* **About this exercise**: Filter these entries, keeping only lines that hold the word "Would".

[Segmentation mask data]
══════
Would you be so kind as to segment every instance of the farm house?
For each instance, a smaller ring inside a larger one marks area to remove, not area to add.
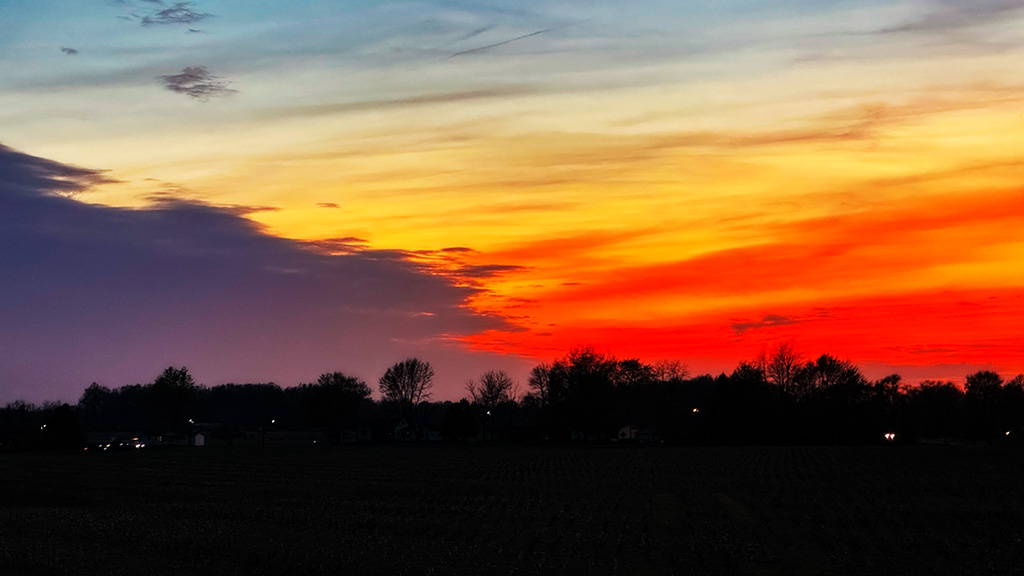
[[[653,426],[637,426],[635,424],[626,424],[619,428],[619,433],[616,437],[619,440],[635,442],[655,442],[660,440],[658,431]]]

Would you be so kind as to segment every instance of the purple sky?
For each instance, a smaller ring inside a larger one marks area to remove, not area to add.
[[[451,342],[504,324],[401,252],[326,254],[264,234],[244,207],[79,200],[103,178],[0,147],[0,401],[73,402],[170,365],[211,385],[340,370],[375,387],[412,355],[458,396],[465,374],[516,366]]]

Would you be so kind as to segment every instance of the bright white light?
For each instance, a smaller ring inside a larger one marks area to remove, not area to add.
[[[273,424],[274,422],[277,422],[277,420],[271,420],[270,421],[271,424]]]
[[[1007,431],[1006,431],[1006,435],[1007,435],[1007,436],[1009,436],[1009,435],[1010,435],[1010,431],[1009,431],[1009,430],[1007,430]]]
[[[894,433],[892,433],[892,432],[886,432],[886,433],[885,433],[885,439],[886,439],[887,441],[889,441],[889,442],[893,442],[893,441],[895,441],[895,440],[896,440],[896,434],[894,434]]]
[[[488,410],[488,411],[487,411],[487,415],[488,415],[488,416],[490,416],[490,415],[491,415],[491,411],[490,411],[490,410]]]
[[[698,412],[700,412],[700,409],[699,409],[699,408],[694,408],[694,409],[693,409],[693,413],[694,413],[694,414],[696,414],[696,413],[698,413]]]

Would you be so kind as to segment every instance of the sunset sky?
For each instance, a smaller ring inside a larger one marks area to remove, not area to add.
[[[0,0],[0,402],[1024,372],[1024,1]]]

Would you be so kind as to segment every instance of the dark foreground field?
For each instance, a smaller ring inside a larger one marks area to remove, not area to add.
[[[0,574],[1024,574],[989,447],[0,455]]]

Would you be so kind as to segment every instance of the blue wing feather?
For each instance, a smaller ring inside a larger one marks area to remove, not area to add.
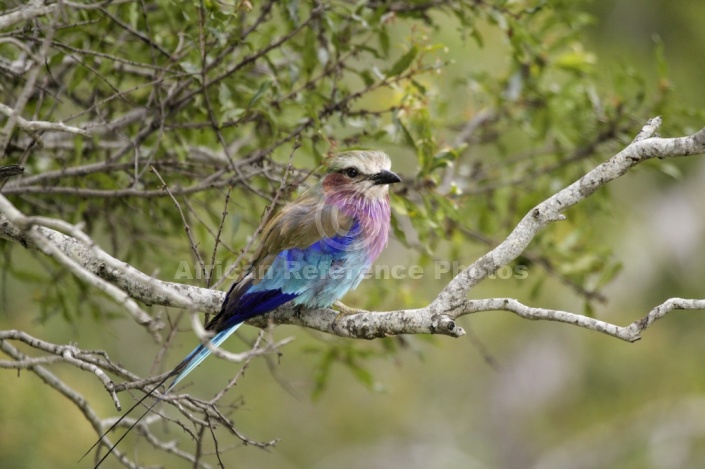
══════
* **Answer for the task**:
Would you be so kind as to segment every instance of the farm house?
Would you be so kind as to segment every instance of the purple sky?
Would you be so kind as to segment every instance of the bright white light?
Would you be so kind as to segment every instance of the sunset sky?
Would you be so kind as to segment every instance of the dark foreground field?
Would you be so kind as to segment every instance of the blue wing feather?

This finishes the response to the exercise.